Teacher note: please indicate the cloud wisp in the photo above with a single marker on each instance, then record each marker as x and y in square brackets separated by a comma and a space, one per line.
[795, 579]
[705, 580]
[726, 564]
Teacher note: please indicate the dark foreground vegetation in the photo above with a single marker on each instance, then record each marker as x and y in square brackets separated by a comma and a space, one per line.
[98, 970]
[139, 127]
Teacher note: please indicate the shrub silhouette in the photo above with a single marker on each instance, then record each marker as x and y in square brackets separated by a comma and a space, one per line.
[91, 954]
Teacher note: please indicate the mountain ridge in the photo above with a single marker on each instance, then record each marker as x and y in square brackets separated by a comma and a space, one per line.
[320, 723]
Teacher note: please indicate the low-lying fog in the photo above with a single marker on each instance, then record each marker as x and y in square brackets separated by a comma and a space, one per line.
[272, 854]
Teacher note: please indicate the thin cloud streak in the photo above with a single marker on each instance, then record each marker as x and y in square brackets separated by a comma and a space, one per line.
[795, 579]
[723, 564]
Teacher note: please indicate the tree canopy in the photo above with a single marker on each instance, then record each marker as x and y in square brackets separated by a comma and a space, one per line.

◆ ◆ ◆ ◆

**WORK TO COMPLETE**.
Could you put everything from the line containing "Teacher note: please indicate the shrub" down to the end of the records into a JSON list of strings, one string per line, with blank lines left out?

**EXERCISE ANSWER**.
[
  "Teacher note: please indicate the shrub silhouette in the photo above with a single marker on each instance, then record each marker as x and y in square brackets separated by a comma and a space, one per line.",
  "[91, 954]",
  "Teacher note: please indicate the mountain ridge in the photo above with a single marker on each instance, then record each marker as x and y in square brackets separated by a comma and a space, one per line.",
  "[320, 723]",
  "Teacher note: please indicate the low-lying fog in the photo above with a single marker on each instance, then record each marker as x and y in square brackets separated by a comma and a space, one per line.",
  "[272, 854]",
  "Teacher note: please indicate the thin cloud streak in the photo above with a single marker on each instance, then record each marker as x and y in square brackets separated by a comma and a space, one per line.",
  "[795, 579]",
  "[723, 564]",
  "Teacher note: please indicate the tree canopy in the photo above with a single marker on each instance, then record each marker as x and y in square brackets separated by a comma and a space, one per line."
]